*Requirement*
In the text on the SEC proposals below, how many pages would Form CRS be limited to as proposed?

*Document*
Chairman Clayton notably characterized the proposals as an “important step” forward. However, it is not a panacea to fully address lingering confusion among retail investors about the differing obligations of investment professionals who deal with retail investors. Even Commissioners voting in favor of the rule acknowledged that changes to the proposals were likely.

Summary of the Proposals

In releases totaling more than 1,000 pages, including more than 1,800 footnotes, the SEC voted to propose for comment:

  • Regulation “Best Interest,” which will purportedly establish a standard of conduct applicable to broker-dealers and their registered representatives when dealing with retail investors. Notably, however, and much to the dismay of the proposal’s critics, the regulation as proposed does not define the term “best interest.” Among other things, Regulation BI will make it clear that broker-dealers cannot place their own interests above those of their clients. It will require broker-dealers to provide clients with written disclosure of the material facts related to the broker-dealer relationship, including fees and material conflicts of interest, and will require that broker-dealers adopt and implement reasonable policies and procedures designed to disclose and eliminate or mitigate material conflicts of interest arising from the broker-dealer’s financial incentives.
  • Form CRS, a client relationship summary designed to be a “simple point-of-entry” document for registered broker-dealers and registered investment advisers to provide to retail investors. As proposed, Form CRS would be limited to four pages that would provide reasonable disclosure of the relationship between an investment professional and its clients, including an outline of the types of services to be provided by the investment professional, the fees payable for those services, material conflicts of interest, and the relevant standard of care. In addition, as proposed, Form CRS will include key questions that retail investors may want to ask of their investment professionals in order to better understand the relationship and the relevant standard of care. The proposal will also limit a broker-dealer’s ability to identify itself as an “adviser” or an “advisor” unless the broker-dealer is dually registered with the SEC as an investment adviser.
  • SEC guidance interpreting the existing fiduciary standard of care applicable to investment advisers. The staff noted that the federal fiduciary standard is primarily a creature of common law that is shaped through full and fair disclosure, the specifics of which can vary from client to client. The proposed guidance would collect existing guidance in one place and summarize the SEC’s interpretation of that guidance. The release will also seek comment on whether the SEC should propose enhancements to investment advisers’ registration obligations including licensing and continuing education standards, requirements for investment advisers to provide account statements, or requirements for net capital standards applicable to investment advisers.

Issues to Consider

As Commissioner Piwowar stated in his remarks regarding the proposed best interest standard, it “sounds simple enough but the devil is in the details” and, over the coming days, we will take a deeper dive into the details of the proposals. In the meantime, however, here are some key questions that broker-dealers and investment advisers may want to consider when reviewing the proposals:

  • The proposed broker-dealer best interest standard purports to be different from the fiduciary standard applicable to investment advisers and from the existing FINRA suitability standard applicable to broker-dealers; however there appears to be a meaningful amount of overlap among those three standards. That ambiguity could confuse retail investors, and could also result in significant differences among compliance approaches among the broker-dealer community.

*Dataset records*

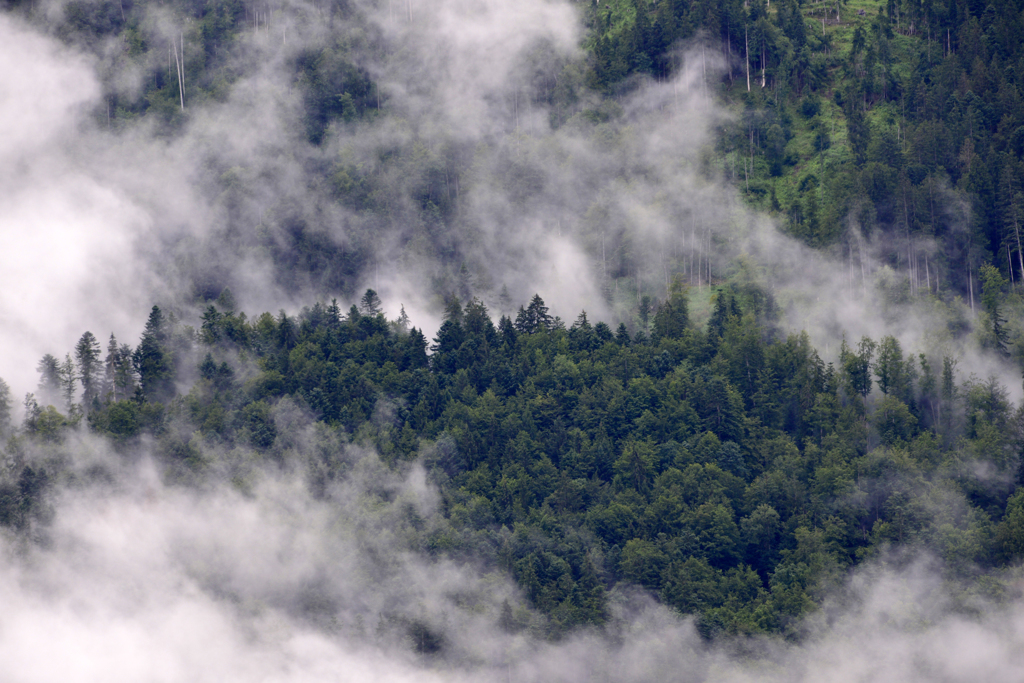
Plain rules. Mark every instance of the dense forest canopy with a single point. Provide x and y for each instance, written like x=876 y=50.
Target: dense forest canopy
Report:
x=778 y=350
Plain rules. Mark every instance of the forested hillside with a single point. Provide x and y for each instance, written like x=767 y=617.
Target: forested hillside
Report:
x=731 y=189
x=726 y=468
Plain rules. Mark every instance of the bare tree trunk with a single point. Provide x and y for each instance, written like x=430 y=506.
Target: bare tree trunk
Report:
x=177 y=66
x=747 y=56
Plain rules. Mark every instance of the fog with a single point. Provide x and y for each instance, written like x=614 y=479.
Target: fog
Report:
x=246 y=574
x=592 y=215
x=250 y=575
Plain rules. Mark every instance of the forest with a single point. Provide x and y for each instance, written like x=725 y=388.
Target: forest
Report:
x=726 y=467
x=696 y=174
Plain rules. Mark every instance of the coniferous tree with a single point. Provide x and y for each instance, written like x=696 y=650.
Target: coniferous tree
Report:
x=89 y=368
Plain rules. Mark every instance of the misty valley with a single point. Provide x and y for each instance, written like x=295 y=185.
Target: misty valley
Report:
x=464 y=340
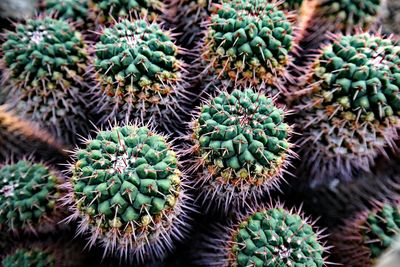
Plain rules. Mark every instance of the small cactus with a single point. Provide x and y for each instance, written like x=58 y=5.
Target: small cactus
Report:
x=240 y=146
x=362 y=239
x=139 y=73
x=45 y=61
x=248 y=43
x=352 y=107
x=28 y=197
x=127 y=192
x=272 y=236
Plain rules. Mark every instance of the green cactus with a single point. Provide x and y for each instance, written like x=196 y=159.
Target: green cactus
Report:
x=241 y=144
x=106 y=11
x=75 y=10
x=366 y=236
x=353 y=105
x=127 y=191
x=139 y=73
x=45 y=61
x=28 y=197
x=33 y=257
x=248 y=43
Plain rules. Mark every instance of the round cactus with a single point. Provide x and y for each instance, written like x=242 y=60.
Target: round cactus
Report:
x=45 y=61
x=352 y=109
x=241 y=147
x=362 y=239
x=28 y=197
x=248 y=43
x=34 y=257
x=127 y=191
x=75 y=10
x=139 y=73
x=268 y=237
x=106 y=11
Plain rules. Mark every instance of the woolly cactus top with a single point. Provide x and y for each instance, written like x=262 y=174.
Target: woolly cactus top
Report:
x=29 y=258
x=381 y=228
x=28 y=195
x=138 y=67
x=242 y=136
x=248 y=42
x=77 y=10
x=126 y=184
x=357 y=78
x=276 y=237
x=107 y=11
x=354 y=12
x=45 y=54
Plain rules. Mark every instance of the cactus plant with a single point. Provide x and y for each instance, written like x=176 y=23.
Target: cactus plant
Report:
x=128 y=193
x=248 y=43
x=139 y=73
x=28 y=197
x=18 y=136
x=351 y=108
x=362 y=239
x=271 y=236
x=240 y=145
x=45 y=61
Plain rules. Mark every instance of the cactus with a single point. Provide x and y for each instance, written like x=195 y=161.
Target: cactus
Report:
x=248 y=43
x=28 y=196
x=362 y=239
x=75 y=10
x=18 y=136
x=44 y=62
x=272 y=236
x=106 y=11
x=33 y=257
x=140 y=77
x=240 y=146
x=128 y=193
x=351 y=110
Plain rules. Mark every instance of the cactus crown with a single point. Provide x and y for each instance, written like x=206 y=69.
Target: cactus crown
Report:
x=29 y=258
x=77 y=10
x=351 y=13
x=125 y=187
x=357 y=79
x=381 y=229
x=248 y=42
x=28 y=195
x=107 y=11
x=138 y=69
x=275 y=237
x=242 y=137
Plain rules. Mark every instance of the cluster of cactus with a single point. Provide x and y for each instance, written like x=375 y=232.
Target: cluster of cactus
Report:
x=350 y=112
x=240 y=142
x=139 y=72
x=248 y=43
x=127 y=191
x=28 y=197
x=272 y=236
x=45 y=61
x=366 y=236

*Result*
Four pages.